The task:
Report each line in the records below that contains the word "light". Case counts.

Records supplied:
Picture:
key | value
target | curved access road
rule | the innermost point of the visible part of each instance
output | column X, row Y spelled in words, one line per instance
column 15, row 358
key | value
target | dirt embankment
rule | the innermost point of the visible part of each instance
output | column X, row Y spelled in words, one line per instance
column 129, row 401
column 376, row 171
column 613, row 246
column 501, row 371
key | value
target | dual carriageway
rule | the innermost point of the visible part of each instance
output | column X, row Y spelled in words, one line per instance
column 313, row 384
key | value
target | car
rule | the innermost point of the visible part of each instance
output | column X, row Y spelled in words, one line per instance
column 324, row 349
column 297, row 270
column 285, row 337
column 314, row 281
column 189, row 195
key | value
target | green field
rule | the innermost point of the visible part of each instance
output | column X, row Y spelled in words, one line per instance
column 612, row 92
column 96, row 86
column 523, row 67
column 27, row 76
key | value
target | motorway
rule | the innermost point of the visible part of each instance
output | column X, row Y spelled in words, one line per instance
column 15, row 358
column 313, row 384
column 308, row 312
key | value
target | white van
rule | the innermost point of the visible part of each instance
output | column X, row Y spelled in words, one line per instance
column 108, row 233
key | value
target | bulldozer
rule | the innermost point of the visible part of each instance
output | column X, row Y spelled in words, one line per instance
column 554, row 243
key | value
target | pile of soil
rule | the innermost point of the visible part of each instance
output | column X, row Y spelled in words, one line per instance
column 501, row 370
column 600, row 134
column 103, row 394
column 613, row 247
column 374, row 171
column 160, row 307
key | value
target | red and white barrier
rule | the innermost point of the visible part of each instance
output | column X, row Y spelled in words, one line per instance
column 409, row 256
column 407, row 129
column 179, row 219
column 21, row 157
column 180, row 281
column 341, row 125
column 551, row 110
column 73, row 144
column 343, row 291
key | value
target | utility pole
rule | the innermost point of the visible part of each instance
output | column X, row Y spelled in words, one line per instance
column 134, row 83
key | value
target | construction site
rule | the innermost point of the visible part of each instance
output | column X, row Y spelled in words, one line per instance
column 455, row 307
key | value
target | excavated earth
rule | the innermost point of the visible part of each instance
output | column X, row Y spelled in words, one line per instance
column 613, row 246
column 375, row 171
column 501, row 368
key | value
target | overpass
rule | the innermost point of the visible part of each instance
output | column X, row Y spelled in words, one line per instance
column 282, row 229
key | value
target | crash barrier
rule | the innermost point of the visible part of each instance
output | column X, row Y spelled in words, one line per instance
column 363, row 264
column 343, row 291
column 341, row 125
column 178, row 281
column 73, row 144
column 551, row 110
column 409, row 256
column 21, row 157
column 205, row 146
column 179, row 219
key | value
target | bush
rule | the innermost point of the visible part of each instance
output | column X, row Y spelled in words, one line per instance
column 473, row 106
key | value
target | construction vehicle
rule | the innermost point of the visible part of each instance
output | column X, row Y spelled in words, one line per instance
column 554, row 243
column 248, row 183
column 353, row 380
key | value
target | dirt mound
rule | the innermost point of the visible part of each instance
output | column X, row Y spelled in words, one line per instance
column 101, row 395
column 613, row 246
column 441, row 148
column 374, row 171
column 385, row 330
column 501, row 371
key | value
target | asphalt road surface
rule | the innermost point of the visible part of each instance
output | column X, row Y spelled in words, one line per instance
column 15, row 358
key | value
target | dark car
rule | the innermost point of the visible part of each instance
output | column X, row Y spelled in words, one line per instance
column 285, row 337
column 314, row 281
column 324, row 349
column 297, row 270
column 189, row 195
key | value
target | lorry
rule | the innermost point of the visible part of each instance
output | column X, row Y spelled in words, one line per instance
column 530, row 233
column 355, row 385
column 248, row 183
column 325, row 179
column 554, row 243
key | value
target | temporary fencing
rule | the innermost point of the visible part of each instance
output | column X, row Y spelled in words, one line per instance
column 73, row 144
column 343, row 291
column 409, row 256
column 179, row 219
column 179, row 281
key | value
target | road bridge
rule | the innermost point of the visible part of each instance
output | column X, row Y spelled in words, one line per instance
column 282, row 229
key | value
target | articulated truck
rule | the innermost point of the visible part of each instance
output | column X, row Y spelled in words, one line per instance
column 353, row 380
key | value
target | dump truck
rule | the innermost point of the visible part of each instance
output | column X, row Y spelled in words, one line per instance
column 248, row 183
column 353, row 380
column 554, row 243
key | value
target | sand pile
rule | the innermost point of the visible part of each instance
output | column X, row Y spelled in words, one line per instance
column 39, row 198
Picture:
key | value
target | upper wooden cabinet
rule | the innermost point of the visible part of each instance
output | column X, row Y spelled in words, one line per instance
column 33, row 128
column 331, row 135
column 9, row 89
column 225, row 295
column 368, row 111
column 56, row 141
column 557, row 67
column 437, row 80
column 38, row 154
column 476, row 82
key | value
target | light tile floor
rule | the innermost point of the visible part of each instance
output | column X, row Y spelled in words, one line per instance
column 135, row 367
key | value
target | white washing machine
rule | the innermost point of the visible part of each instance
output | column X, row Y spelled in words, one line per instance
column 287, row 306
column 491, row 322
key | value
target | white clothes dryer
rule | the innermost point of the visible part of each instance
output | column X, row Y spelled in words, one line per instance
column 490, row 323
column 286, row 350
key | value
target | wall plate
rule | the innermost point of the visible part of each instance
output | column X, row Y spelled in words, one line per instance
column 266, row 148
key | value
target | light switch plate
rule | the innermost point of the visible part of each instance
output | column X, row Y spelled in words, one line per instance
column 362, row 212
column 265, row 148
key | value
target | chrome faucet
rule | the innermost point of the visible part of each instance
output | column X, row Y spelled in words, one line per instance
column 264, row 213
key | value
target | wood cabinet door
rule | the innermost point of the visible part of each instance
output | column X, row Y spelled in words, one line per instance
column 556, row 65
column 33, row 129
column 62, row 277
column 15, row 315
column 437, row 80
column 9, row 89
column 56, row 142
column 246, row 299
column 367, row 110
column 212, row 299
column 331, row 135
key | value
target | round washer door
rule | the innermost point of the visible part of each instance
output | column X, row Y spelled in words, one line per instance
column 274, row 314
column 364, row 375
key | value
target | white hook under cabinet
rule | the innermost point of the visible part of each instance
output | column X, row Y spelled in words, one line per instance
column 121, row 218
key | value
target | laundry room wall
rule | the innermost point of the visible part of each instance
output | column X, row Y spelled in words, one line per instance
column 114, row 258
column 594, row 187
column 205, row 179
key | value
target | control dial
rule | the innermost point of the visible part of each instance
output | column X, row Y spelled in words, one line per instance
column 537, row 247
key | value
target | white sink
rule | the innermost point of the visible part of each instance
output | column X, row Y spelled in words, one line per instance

Solution for this problem:
target | light tile floor
target | light switch plate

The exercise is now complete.